### [Written task]
Carry on the blog post about system and application metrics, starting right after its last line.

### [Text extract]
System and Application level metrics : Part 1

This is going to be a multi part blog due to the nature of the content i am trying to cover as part of full stack metrics, monitoring, dashboard, alerts, notifications and automated solutions/playbooks along with pager setup.

This part is going to cover the system and application level metrics collected using caadvisor, nodeexporter of a simple application based on nodejs with express and axios to fetch mock data from mockapi website.

Pre-requisite:

mock api account (https://mockapi.io/) free for one project.
2 EC2 instances with docker, compose and git installed (https://ydvsailendar.com/installing-docker-and-compose-in-al2023-aws-ec2/) let's say one is app other is observability make sure observability is on t3.medium and has 30GB of storage, app can be t3.small with 10-20GB of space.
clone this repo in both the instance (https://github.com/ydvsailendar/observability).

Setting up mock data

Once you are logged in you can create a project and add 2 resources users and songs, set users -> songs relation if you want to see users and songs relation as shown in the image below but not compulsory and you can click on the generate all or reset all to generate and reset data by default 50 data are generated.

The important thing is to have 2 resources with users and songs name which is referenced in the application code.

Terms

node_exporter: used to collect hardware and OS-level metrics from the server

caadvisor: tool designed to collect and report resource usage and performance metrics for containers

prometheus: used for scraping and storing time-series data metrics from various sources

grafana: analytics and interactive visualization web application used to create dashboards and visualizations for metrics collected by Prometheus (or other data sources).

acme-companion: add-on for nginx-proxy that enables automatic SSL certificate generation using Let's Encrypt.

nginx-proxy: automatically configures an NGINX reverse proxy based on the Docker containers running on a host. It routes traffic to containers based on their environment variables.

ENV:

You can find a copy in the .env.example

MOCK_API=
PORT=
NODE_ENV=
GF_PASSWORD=
ADMIN_EMAIL=
DOMAIN_GRAFANA=
DOMAIN_PROMETHEUS=

.env

App Instance Configuration and Setup

cd observability # cd into the cloned repo
docker compose -f app-compose.yaml up -d # run in detached mode using app-compose.yaml docker compose file

services:
  mockapi:
    restart: unless-stopped
    container_name: mockapi
    ports:
      - 0.0.0.0:${PORT}:${PORT}
    env_file:
      - .env
    build:
      context: .

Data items
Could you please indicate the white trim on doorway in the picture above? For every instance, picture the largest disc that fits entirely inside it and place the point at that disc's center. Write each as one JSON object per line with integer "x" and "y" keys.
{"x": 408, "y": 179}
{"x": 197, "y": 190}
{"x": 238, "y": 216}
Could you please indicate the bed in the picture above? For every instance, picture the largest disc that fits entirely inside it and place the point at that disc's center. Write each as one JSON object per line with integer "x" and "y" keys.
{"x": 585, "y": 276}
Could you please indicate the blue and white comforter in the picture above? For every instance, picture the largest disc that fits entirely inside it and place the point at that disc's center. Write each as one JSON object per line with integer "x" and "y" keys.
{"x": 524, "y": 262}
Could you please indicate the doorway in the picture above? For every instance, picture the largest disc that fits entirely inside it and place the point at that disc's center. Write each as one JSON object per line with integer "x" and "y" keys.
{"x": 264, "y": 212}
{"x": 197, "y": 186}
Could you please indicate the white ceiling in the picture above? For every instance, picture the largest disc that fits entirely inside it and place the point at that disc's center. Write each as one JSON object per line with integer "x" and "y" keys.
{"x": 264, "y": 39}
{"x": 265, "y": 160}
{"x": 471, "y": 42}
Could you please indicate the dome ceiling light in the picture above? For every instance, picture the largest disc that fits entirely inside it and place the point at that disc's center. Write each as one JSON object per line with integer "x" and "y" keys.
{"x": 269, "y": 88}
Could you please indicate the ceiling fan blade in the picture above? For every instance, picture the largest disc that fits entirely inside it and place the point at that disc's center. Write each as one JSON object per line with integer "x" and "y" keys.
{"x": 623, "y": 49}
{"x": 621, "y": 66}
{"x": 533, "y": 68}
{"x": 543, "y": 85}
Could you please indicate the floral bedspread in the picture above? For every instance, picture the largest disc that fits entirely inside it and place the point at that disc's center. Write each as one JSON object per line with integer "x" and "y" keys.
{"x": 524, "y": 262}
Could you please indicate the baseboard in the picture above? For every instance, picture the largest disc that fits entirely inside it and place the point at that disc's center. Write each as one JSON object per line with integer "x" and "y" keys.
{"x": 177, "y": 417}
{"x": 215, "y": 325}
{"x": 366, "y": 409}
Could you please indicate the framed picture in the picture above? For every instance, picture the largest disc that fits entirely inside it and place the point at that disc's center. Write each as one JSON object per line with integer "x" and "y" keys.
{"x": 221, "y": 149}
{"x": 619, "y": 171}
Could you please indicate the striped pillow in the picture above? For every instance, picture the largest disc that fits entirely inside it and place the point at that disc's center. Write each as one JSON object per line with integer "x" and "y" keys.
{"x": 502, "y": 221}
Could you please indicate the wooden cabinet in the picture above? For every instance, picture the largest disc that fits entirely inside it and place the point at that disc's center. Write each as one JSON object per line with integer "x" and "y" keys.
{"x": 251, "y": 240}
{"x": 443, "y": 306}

### [Reply to the exercise]
      dockerfile: Dockerfile
      args:
        - PORT=${PORT}

  node_exporter:
    image: prom/node-exporter:v1.8.2
    container_name: node_exporter
    restart: unless-stopped
    command:
      - "--path.rootfs=/host"
    volumes:
      - "/:/host:ro,rslave"
    ports:
      - 0.0.0.0:9100:9100

  caadvisor:
    image: gcr.io/cadvisor/cadvisor:v0.50.0
    container_name: caadvisor
    restart: unless-stopped
    volumes:
      - "/dev/disk/:/dev/disk:ro"
      - "/var/lib/docker/:/var/lib/docker:ro"
      - "/sys:/sys:ro"
      - "/var/run:/var/run:ro"
      - "/:/rootfs:ro"
    devices:
      - /dev/kmsg
    ports:
      - 0.0.0.0:8080:8080

app-compose.yaml

This will spin up 3 containers mockapi, node_exporter and caadvisor.

Now because one is app we need to add a sg rule to our instance to allow port 4747 which is the app port to access the website via ui if you don't want you can just run curl commands to see the endpoints data.

The below Dockerfile is used to make the app image which uses node as base image and uses a PORT read from the env passed as build args from the compose file and default of 4747.

FROM node:22.6.0

WORKDIR /usr/src/app

COPY . .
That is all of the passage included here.